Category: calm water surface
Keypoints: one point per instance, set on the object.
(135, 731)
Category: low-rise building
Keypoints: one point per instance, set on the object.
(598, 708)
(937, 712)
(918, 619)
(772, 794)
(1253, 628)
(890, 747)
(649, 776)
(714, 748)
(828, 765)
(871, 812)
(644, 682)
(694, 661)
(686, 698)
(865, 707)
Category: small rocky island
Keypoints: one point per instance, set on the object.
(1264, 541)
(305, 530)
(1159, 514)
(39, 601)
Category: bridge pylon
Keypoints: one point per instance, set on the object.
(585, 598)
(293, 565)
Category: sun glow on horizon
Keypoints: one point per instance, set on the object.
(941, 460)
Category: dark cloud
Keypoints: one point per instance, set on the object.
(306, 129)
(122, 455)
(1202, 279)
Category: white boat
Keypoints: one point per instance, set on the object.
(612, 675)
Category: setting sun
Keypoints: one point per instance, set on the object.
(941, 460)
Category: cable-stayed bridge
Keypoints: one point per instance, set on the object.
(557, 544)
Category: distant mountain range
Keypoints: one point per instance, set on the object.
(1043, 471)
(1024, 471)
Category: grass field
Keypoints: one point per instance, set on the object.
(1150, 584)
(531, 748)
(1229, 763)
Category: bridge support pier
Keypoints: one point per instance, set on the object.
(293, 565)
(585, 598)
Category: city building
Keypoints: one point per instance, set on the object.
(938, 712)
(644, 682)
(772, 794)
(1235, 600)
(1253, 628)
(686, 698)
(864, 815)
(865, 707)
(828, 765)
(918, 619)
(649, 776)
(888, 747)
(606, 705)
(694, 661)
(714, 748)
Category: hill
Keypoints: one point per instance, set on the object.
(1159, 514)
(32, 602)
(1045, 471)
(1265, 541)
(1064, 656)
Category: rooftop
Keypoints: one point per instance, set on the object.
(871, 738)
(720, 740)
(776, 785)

- [Task instructions] Scan the data above for the string "building". Copy every line in which it appears.

- [Task output]
Category: low-rise building
Category: city building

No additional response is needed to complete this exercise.